Texto proporcionado >>

........

Bastantes jóvenes aseguran hoy que no ven razón alguna para contraer matrimonio. Se quieren, y en ello encuentran una justificación sobrada para vivir juntos. Estimo que están equivocados, pero los comprendo perfectamente
A modo de introducción: «Niño, ¿qué es para ti enamorarse?» Por Marta Román
¿Que si vale la pena casarse? Si te casas para amar y vivir enamorado, por supuesto. ¿Cómo no va a valer la pena triunfar en la vida? Pero si te casas para otra cosa o por otra razón, pues no.
Tomás Melendo es partidario del amor. Y en su artículo se permite el lujo de desgranar deliciosamente su argumentario de pensador y de hombre vivido sobre la estrecha relación entre enamorarse y casarse.
Pero el caso es que de amor y de enamorarse todo el mundo sabe. Así que he hecho una prueba muy curiosa: les he preguntado a mis hijos, como quién no quiere la cosa, a cada uno por separado ¿qué es para ti “enamorarse”? A uno mientras estaba en Facebook, al otro mientras se ponía el pijama, a la otra mientras se iba a hablar por teléfono a escondidas, al otro llamándole como para pedirle algo y soltándole la preguntita a bocajarro… Así, sin mucha reflexión y a sabiendas de que, hasta donde yo llego, no han leído ningún tratado sobre el amor ni nada semejante.
Y ¡oh sorpresa! Sus respuestas parecen las conclusiones del artículo de Tomás Melendo:
• Mi hija de 16 años: —Enamorarse es querer a una persona con la que te sientes bien, sabes que está siempre ahí, te gusta y ves un futuro con ella.
• Mi hijo de 15: —Entregar la vida a la persona que quieres.
• Mi hijo de 13: —Es cuando te rallas la cabeza con alguien.
• Mi hijo de 10: —Es sentir algo por alguien.
— ¿Algo bueno o malo? —le pregunto.
— ¿Qué va a ser?, ¡pues bueno!
• Mi hijo de 6: —Enamorarse es casarse.
• Y mi conclusión: que enamorarse es una cuestión que se tiene muy clara antes de que la tele, la calle o la mala vida la enturbien miserablemente. Por eso, desde el principio de los tiempos, las personas hemos buscado casarnos con alguien por quien valga la pena vivir.

........

(Fragmentos del conjunto de datos sobre señalar objetos)
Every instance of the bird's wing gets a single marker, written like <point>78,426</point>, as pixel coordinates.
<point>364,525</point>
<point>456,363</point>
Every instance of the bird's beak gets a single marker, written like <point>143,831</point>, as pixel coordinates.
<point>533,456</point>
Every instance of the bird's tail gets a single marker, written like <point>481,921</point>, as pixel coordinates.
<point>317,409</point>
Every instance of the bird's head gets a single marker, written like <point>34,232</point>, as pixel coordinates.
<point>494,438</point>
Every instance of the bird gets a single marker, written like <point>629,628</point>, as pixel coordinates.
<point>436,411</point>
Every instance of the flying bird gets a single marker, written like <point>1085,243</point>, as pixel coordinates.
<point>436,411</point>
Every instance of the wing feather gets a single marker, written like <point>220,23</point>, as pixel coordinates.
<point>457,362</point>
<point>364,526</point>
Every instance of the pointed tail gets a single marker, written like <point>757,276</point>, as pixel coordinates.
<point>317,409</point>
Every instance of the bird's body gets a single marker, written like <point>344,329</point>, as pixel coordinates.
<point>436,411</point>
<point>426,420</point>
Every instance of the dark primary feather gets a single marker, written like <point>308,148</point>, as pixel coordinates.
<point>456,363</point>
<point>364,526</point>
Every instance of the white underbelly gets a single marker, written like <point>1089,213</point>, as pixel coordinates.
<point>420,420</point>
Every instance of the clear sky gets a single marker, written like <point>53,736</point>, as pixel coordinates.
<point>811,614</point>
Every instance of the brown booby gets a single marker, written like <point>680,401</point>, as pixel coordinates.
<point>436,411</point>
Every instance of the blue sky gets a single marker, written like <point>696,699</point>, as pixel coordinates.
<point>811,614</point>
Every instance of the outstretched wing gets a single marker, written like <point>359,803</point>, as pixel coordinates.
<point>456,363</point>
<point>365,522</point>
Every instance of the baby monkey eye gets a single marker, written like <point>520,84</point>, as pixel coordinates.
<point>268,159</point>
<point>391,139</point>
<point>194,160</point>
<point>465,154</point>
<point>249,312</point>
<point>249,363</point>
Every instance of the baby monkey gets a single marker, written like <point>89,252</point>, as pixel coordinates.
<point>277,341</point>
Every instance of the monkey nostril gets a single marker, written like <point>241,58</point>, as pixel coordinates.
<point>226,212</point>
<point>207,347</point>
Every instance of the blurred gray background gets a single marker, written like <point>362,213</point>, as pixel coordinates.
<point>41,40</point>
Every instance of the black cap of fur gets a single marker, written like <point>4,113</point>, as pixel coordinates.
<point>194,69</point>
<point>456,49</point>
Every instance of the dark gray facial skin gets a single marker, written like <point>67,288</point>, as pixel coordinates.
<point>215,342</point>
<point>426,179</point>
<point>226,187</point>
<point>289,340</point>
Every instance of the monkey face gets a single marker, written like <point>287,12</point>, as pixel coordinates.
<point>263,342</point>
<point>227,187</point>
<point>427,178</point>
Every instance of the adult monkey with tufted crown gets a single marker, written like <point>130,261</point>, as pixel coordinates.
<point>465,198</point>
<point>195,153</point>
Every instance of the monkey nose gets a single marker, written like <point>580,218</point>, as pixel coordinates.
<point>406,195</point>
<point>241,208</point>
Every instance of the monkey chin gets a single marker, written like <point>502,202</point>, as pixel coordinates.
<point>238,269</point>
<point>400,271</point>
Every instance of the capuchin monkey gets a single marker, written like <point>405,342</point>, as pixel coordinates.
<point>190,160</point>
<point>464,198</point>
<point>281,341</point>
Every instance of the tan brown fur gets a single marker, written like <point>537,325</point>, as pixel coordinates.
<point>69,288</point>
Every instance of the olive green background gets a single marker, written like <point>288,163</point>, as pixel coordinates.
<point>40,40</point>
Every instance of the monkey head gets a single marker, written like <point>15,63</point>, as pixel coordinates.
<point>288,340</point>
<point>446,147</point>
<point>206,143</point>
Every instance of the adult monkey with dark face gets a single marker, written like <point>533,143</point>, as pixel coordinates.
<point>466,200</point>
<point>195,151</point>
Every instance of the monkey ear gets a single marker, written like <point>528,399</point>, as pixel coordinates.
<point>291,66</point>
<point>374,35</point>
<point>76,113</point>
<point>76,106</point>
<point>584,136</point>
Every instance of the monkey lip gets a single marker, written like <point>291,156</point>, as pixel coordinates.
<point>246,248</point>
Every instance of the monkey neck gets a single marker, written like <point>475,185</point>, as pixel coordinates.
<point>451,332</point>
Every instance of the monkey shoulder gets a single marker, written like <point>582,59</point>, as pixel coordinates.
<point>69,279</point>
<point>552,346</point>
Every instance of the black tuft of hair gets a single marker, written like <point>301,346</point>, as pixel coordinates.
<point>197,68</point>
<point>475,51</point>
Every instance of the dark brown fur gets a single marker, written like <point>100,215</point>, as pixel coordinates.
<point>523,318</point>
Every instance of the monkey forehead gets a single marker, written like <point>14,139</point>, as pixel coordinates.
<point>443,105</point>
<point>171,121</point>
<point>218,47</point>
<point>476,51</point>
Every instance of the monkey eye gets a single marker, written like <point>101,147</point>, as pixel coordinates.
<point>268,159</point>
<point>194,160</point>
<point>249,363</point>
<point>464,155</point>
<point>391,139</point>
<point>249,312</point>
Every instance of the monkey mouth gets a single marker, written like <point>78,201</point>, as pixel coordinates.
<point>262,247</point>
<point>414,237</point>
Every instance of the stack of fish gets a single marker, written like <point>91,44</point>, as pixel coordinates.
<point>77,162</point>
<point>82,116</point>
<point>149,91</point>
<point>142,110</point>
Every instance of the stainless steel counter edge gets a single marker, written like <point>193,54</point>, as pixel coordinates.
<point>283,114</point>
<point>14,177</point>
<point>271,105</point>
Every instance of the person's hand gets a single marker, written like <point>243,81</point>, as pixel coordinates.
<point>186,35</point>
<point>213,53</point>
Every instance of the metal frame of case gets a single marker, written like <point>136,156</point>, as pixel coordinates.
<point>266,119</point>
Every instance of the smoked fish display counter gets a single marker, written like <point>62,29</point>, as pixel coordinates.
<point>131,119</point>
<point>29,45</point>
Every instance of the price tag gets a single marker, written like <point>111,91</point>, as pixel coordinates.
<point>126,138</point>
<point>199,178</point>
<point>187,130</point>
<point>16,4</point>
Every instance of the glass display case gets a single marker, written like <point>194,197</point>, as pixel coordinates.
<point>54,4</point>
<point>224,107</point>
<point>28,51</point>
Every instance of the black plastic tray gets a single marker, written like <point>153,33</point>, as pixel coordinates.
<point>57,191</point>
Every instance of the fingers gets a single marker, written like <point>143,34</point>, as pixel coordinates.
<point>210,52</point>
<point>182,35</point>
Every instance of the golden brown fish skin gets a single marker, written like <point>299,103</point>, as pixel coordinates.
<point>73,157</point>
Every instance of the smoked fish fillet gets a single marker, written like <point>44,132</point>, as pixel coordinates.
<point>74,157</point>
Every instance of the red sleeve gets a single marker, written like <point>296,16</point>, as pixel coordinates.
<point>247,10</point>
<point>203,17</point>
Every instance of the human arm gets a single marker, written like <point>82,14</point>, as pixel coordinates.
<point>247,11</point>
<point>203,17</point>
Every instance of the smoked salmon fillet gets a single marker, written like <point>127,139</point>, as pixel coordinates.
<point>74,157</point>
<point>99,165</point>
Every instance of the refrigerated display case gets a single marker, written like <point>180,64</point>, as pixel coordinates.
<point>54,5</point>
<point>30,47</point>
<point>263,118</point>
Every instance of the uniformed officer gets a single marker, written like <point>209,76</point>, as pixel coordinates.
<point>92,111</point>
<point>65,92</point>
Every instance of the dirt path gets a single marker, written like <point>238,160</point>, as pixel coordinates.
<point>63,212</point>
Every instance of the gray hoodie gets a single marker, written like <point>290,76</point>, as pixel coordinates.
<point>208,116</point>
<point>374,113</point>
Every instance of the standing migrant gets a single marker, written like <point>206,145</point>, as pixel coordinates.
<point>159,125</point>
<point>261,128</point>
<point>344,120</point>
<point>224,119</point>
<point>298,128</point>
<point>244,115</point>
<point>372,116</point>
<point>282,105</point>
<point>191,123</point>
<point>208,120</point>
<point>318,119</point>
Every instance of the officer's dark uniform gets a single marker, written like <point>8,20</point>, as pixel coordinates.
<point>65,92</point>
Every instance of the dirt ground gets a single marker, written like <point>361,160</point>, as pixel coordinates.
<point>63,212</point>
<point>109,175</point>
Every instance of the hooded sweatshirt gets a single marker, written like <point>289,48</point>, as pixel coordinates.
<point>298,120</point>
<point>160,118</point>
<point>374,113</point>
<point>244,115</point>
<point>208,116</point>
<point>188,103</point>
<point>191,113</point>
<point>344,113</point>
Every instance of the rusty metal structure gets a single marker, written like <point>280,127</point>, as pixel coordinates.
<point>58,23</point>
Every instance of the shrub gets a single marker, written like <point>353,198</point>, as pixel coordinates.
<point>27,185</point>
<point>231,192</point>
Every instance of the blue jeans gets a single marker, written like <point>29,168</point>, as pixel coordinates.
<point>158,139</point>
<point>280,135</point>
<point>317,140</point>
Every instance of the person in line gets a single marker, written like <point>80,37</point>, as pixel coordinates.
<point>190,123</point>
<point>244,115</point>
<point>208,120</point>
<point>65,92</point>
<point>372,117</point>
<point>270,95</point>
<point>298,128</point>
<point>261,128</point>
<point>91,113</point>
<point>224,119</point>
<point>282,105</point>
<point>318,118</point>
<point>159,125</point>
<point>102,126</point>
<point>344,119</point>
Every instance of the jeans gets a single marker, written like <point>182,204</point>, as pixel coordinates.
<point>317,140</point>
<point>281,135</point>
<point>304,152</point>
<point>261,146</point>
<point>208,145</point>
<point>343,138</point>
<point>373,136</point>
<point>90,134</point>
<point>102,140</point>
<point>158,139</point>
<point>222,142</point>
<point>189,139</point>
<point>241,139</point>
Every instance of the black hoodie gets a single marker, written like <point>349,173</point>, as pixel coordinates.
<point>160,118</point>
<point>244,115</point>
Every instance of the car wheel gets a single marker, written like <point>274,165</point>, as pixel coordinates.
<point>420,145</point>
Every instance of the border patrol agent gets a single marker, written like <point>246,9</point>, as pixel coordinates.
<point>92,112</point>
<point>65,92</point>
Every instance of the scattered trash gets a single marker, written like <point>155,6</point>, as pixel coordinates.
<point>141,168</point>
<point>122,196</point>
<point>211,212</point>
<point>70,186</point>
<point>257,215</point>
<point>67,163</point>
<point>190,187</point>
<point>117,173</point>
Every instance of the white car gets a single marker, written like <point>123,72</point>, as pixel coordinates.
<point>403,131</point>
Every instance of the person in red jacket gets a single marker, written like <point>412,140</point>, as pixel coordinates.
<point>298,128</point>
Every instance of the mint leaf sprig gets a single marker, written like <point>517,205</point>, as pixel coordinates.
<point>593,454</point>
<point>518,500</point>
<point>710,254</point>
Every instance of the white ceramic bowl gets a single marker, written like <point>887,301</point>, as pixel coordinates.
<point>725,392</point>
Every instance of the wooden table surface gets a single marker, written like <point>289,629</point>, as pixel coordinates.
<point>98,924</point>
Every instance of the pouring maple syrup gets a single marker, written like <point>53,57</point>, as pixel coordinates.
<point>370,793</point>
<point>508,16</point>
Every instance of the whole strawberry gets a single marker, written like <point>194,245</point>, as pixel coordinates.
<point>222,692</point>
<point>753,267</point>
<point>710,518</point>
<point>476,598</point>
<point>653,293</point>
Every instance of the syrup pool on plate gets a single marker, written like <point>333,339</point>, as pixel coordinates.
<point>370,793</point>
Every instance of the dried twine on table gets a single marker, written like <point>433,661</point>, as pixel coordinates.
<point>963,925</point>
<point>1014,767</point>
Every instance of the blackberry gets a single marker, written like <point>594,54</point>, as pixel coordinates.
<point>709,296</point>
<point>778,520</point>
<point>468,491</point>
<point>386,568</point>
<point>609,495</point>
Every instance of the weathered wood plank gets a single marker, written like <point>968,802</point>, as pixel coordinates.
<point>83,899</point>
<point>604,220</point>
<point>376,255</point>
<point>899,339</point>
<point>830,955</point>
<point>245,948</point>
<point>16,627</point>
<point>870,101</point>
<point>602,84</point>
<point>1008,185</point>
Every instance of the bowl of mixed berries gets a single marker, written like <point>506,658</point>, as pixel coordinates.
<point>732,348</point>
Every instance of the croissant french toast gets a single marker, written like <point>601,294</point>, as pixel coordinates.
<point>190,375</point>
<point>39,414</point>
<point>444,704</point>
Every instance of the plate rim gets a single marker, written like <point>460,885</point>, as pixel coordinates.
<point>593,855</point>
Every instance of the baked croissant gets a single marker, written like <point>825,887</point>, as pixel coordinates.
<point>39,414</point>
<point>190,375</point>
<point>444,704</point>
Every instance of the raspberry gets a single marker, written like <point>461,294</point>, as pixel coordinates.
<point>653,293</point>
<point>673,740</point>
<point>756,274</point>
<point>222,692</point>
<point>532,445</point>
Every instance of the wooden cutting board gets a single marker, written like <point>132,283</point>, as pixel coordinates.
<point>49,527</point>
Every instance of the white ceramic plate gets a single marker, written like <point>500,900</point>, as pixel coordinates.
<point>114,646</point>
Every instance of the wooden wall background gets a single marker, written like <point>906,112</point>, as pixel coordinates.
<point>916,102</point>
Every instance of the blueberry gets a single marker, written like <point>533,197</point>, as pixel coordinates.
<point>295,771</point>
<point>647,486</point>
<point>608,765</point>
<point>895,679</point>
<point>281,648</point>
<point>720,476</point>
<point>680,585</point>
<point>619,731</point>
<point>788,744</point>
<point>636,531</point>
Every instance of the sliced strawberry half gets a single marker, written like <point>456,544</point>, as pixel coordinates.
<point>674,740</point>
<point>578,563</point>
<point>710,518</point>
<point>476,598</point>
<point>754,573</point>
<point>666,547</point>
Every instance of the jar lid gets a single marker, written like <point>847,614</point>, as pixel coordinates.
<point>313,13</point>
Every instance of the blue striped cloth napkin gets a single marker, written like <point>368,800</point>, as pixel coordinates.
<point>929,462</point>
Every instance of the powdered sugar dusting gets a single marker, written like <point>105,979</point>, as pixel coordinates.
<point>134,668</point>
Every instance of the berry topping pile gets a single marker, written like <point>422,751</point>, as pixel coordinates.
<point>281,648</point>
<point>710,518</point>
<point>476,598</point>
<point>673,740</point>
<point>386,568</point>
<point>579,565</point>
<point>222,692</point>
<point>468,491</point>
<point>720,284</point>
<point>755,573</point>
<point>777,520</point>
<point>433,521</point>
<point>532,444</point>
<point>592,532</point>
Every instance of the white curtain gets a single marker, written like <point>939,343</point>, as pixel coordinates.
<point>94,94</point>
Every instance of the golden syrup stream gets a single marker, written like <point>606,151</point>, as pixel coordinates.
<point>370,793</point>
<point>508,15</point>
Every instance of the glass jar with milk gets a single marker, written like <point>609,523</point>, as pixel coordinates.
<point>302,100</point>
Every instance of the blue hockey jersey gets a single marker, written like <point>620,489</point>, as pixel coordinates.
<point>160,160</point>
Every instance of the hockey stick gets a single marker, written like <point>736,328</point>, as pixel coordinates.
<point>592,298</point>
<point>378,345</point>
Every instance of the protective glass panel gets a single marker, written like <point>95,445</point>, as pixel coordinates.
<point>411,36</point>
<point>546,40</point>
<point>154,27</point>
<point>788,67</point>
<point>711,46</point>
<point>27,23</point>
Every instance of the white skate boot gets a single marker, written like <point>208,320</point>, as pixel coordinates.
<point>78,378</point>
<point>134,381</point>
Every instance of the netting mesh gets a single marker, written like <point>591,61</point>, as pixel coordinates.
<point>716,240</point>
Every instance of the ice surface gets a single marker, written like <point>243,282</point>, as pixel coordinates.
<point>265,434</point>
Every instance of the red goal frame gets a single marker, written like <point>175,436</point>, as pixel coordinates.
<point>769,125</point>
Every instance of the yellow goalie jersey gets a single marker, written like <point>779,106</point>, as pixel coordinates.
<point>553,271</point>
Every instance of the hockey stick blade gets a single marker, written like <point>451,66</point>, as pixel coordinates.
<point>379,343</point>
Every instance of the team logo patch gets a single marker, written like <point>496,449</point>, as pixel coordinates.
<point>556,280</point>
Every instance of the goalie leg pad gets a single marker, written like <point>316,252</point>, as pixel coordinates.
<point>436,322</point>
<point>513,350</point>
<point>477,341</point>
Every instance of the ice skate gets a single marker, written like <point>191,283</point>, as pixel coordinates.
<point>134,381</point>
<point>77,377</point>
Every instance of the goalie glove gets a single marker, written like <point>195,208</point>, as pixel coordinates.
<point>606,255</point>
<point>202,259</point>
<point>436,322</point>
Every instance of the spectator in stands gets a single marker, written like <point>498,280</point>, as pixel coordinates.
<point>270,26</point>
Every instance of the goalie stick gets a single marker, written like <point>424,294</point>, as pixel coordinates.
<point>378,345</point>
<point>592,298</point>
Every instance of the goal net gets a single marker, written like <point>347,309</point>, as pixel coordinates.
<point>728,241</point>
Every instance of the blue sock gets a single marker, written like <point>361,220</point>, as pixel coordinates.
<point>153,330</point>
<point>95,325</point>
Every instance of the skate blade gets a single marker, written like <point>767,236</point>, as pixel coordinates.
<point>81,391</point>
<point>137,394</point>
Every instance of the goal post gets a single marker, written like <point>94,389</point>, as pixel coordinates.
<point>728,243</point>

........

Problema planteado A >>
Responde, por favor, estas preguntas sobre el texto del enamoramiento:
(i) ¿Cómo se llama el autor del artículo que se comenta?
(ii) ¿Qué edad tiene la hija que responde primero?
(iii) ¿Qué contesta el hijo de 6 años?
Problema planteado B >> Sigue escribiendo el texto del enamoramiento a partir de su última frase.

Respuesta A >>
(i) Tomás Melendo.
(ii) 16 años.
(iii) «Enamorarse es casarse.»

Respuesta B >>
¿Vale la pena casarse?
¿Para qué?
Bastantes jóvenes aseguran hoy que no ven razón alguna para contraer matrimonio. Se quieren, y en ello encuentran una justificación sobrada para vivir juntos. Estimo que están equivocados, pero los comprendo perfectamente.
Y es que las leyes y los usos sociales han arrebatado al matrimonio todo su sentido:
a) por una parte, la admisión del divorcio elimina la confianza de que se luchará por mantener el vínculo;
b) por otra, la aceptación social de “devaneos” extramatrimoniales, considerados casi como una “necesidad“, por no decir un “derecho“… o un “deber”, suprime la exigencia de fidelidad;
c) y, finalmente, la difusión masiva e indiscriminada de contraceptivos, unida a la afirmación de su total inocuidad —espiritual, psíquica y física—, desprovee de relevancia y valor a los hijos.
¿Qué queda, entonces, de la grandeza de la unión conyugal?, ¿qué de
la arriesgada aventura que siempre ha sido?, ¿con qué objeto
“pasar por la iglesia o por el juzgado“?
Vistas así las cosas, a quienes sostienen la absoluta primacía del amor habría que comenzar por darles la razón, para después hacerles ver algo de capital importancia, que otras veces ya he apuntado: es imposible quererse bien, en serio, sin estar casados.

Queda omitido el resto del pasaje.